SUPPLIED TEXT –
If any effort is going to be made at all, I think it would be best to go for a novel 'distance to progress' metric. Capturing a piece of the losing sides, or pushing your own pawn is progress, but (forced) sacrificing your own pieces, or allowing the opponent to advance his pawns, in general is not.

I don't know if there are cases where you have to avoid 50-move draws by sacrificing your own material, or forcing the opponent to advance his pawns. I suspect they would be quite rare, if they existed at all. These cases could then always be recomputed in normal DTZ.

With such a metric you will avoid the behavior (to which the common public no doubt would take great offense) that the engine will start to sacrifice all the material it has in excess of the bare minimum as quickly as possible, then lets the opponent advance his pawns until they can barely be stopped, and only then starts to make an effort to win. It would be very hard to sell that as 'perfect play'.

Of course a consequence would be that you now do need the full metric for successor EGTs resulting from sacrifices or wrong Pawn advances, and can no longer do with the WDL info for those. On the up-side is that sacrifices almost never help. An rather ad-hoc poor-man's solution would be to somehow penalize counterproductive conversion / zeroing by setting (quite arbitrarily) assigning such conversions a DTZ of A=30 ('biased DTZ' or specifically DT30Z). That means the EGT would only 'go for them' if there isn't any alternative path to a favorable conversion that is shorter than A moves (suggesting that the 50-move rule could become a problem). If the resulting EGT would contain DTx values larger than 50, you can recalculate with lower A until they disappear (or set A=0 immediately, for pure DTZ). The assumption is that A=30 would be a good first try, as forcing a sacrifice is probably easier than forcing a gain (so you get 10 fewer moves to reach that goal, 20 vs. 30).

EXERCISE 1 –
In the listing below, present every line from the one containing "Can you see the woman's dark" through the final line of the listing as a Markdown table with the columns Row and Line. Leave out blank lines.

SUPPLIED DATA –
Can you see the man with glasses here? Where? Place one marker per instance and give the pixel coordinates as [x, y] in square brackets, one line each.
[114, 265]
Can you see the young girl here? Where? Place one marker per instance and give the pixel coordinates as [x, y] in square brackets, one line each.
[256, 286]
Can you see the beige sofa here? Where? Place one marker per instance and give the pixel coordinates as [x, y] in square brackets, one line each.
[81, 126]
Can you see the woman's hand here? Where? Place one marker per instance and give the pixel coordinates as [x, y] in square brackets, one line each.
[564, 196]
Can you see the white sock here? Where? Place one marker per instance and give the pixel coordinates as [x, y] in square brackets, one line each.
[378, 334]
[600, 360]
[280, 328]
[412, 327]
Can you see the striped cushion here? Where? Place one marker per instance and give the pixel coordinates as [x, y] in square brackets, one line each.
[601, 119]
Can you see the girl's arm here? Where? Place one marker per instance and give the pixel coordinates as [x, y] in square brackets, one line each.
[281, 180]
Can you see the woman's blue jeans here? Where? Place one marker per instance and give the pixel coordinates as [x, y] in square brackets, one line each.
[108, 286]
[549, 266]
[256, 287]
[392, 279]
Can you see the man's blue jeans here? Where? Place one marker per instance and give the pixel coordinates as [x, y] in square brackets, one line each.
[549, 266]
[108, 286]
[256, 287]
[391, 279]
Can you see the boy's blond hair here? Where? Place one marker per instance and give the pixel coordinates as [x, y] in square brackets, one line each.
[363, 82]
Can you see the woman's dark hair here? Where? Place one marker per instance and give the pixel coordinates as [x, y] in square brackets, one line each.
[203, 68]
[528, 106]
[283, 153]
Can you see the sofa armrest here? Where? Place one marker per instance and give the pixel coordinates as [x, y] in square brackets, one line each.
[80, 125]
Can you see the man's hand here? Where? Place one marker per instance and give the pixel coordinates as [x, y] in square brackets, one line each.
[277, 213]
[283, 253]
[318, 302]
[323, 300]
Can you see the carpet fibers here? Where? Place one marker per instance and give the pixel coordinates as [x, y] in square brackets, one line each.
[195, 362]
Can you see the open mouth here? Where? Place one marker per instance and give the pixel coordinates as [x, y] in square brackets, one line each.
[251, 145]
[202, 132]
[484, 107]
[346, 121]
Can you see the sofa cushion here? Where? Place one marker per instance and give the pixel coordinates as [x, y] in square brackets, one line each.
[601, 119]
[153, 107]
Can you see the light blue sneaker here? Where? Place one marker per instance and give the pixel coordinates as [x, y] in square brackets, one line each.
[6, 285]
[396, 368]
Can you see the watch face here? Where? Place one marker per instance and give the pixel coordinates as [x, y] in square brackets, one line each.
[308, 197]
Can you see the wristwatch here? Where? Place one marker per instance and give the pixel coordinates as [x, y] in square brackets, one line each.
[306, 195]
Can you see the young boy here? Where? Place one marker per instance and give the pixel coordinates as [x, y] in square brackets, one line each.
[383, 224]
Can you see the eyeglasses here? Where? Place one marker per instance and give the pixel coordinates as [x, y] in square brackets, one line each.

EXERCISE 2 –
Reproduce the post on the distance-to-progress metric in full, word for word.

CORRECT OUTPUT 1 –
| Row | Line |
|---|---|
| 1 | Can you see the woman's dark hair here? Where? Place one marker per instance and give the pixel coordinates as [x, y] in square brackets, one line each. |
| 2 | [203, 68] |
| 3 | [528, 106] |
| 4 | [283, 153] |
| 5 | Can you see the sofa armrest here? Where? Place one marker per instance and give the pixel coordinates as [x, y] in square brackets, one line each. |
| 6 | [80, 125] |
| 7 | Can you see the man's hand here? Where? Place one marker per instance and give the pixel coordinates as [x, y] in square brackets, one line each. |
| 8 | [277, 213] |
| 9 | [283, 253] |
| 10 | [318, 302] |
| 11 | [323, 300] |
| 12 | Can you see the carpet fibers here? Where? Place one marker per instance and give the pixel coordinates as [x, y] in square brackets, one line each. |
| 13 | [195, 362] |
| 14 | Can you see the open mouth here? Where? Place one marker per instance and give the pixel coordinates as [x, y] in square brackets, one line each. |
| 15 | [251, 145] |
| 16 | [202, 132] |
| 17 | [484, 107] |
| 18 | [346, 121] |
| 19 | Can you see the sofa cushion here? Where? Place one marker per instance and give the pixel coordinates as [x, y] in square brackets, one line each. |
| 20 | [601, 119] |
| 21 | [153, 107] |
| 22 | Can you see the light blue sneaker here? Where? Place one marker per instance and give the pixel coordinates as [x, y] in square brackets, one line each. |
| 23 | [6, 285] |
| 24 | [396, 368] |
| 25 | Can you see the watch face here? Where? Place one marker per instance and give the pixel coordinates as [x, y] in square brackets, one line each. |
| 26 | [308, 197] |
| 27 | Can you see the wristwatch here? Where? Place one marker per instance and give the pixel coordinates as [x, y] in square brackets, one line each. |
| 28 | [306, 195] |
| 29 | Can you see the young boy here? Where? Place one marker per instance and give the pixel coordinates as [x, y] in square brackets, one line each. |
| 30 | [383, 224] |
| 31 | Can you see the eyeglasses here? Where? Place one marker per instance and give the pixel coordinates as [x, y] in square brackets, one line each. |

CORRECT OUTPUT 2 –
If any effort is going to be made at all, I think it would be best to go for a novel 'distance to progress' metric. Capturing a piece of the losing sides, or pushing your own pawn is progress, but (forced) sacrificing your own pieces, or allowing the opponent to advance his pawns, in general is not.

I don't know if there are cases where you have to avoid 50-move draws by sacrificing your own material, or forcing the opponent to advance his pawns. I suspect they would be quite rare, if they existed at all. These cases could then always be recomputed in normal DTZ.

With such a metric you will avoid the behavior (to which the common public no doubt would take great offense) that the engine will start to sacrifice all the material it has in excess of the bare minimum as quickly as possible, then lets the opponent advance his pawns until they can barely be stopped, and only then starts to make an effort to win. It would be very hard to sell that as 'perfect play'.

Of course a consequence would be that you now do need the full metric for successor EGTs resulting from sacrifices or wrong Pawn advances, and can no longer do with the WDL info for those. On the up-side is that sacrifices almost never help. An rather ad-hoc poor-man's solution would be to somehow penalize counterproductive conversion / zeroing by setting (quite arbitrarily) assigning such conversions a DTZ of A=30 ('biased DTZ' or specifically DT30Z). That means the EGT would only 'go for them' if there isn't any alternative path to a favorable conversion that is shorter than A moves (suggesting that the 50-move rule could become a problem). If the resulting EGT would contain DTx values larger than 50, you can recalculate with lower A until they disappear (or set A=0 immediately, for pure DTZ). The assumption is that A=30 would be a good first try, as forcing a sacrifice is probably easier than forcing a gain (so you get 10 fewer moves to reach that goal, 20 vs. 30).